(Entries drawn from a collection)
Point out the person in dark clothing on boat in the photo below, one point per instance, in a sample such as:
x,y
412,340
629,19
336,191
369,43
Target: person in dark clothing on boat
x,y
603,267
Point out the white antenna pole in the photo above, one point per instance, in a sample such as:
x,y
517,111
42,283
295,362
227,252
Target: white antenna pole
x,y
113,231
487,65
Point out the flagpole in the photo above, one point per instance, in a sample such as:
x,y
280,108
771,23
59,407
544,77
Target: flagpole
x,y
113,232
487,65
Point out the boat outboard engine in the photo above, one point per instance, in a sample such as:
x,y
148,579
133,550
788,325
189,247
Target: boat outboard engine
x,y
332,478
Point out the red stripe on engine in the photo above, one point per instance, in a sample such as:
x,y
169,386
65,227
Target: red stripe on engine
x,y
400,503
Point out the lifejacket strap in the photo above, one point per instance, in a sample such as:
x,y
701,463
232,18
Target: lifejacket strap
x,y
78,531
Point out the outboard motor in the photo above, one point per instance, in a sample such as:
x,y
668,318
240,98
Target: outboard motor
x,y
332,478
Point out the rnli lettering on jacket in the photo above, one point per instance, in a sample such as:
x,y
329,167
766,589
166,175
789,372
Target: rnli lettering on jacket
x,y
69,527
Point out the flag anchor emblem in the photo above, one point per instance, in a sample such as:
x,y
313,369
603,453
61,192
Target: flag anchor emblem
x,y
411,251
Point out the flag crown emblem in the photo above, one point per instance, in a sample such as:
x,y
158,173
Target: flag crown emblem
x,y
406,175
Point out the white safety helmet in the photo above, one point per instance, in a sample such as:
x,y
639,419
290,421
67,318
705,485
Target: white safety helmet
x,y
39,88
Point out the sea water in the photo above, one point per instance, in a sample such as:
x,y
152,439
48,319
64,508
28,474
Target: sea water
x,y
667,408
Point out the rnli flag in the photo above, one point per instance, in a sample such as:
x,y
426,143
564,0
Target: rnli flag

WHAT TO PRODUCE — Reproduce all of the data above line by line, keeping every character unchanged.

TASK ANSWER —
Point out the person in dark clothing on boat in the photo below, one point per instance, in a sample such as:
x,y
412,340
629,19
336,191
369,43
Target: person in dark clothing on boat
x,y
603,267
Point out the white antenna pole in the photo above, one point per instance, in a sample such as:
x,y
517,111
42,283
295,362
227,252
Target: white antenna pole
x,y
113,231
487,65
Point out the flagpole in the photo above, one point per instance, in a sample such as:
x,y
280,108
771,23
59,407
544,77
Target: flagpole
x,y
113,232
487,65
Point out the boat outboard engine in the photo above, one point per instance, in a sample such as:
x,y
148,579
133,550
788,325
189,247
Target: boat outboard engine
x,y
332,478
Point out the red stripe on engine in the photo above, one point per instance, in a sample such as:
x,y
169,386
65,227
Target: red stripe on engine
x,y
400,503
Point out the lifejacket strap in the photo above, one point per instance, in a sample such as:
x,y
701,463
232,18
Target: lifejacket strap
x,y
78,531
Point out the outboard motor in the photo above, one point per instance, in a sample such as:
x,y
668,318
240,98
Target: outboard motor
x,y
332,478
Point out the rnli lettering on jacket in the photo above, one point per instance, in a sample such as:
x,y
329,167
766,589
166,175
789,372
Target: rnli lettering on jacket
x,y
69,527
Point out the flag anchor emblem in the photo above, one point per instance, in a sample such as:
x,y
313,369
603,453
61,192
Target: flag anchor emblem
x,y
411,251
Point out the flag crown emblem in the photo above, one point per instance, in a sample such as:
x,y
158,173
Target: flag crown emblem
x,y
406,175
Point out the white safety helmet in the photo above, one point per instance, in a sample such as:
x,y
639,419
290,421
67,318
705,485
Target: white safety helmet
x,y
39,88
Point out the sea water in the photo above, one point per instance, in a sample such as:
x,y
152,439
48,319
64,508
28,474
Target: sea water
x,y
667,408
Point out the rnli flag in the photo above, one point per instance, in a sample such as:
x,y
426,143
564,0
Target: rnli flag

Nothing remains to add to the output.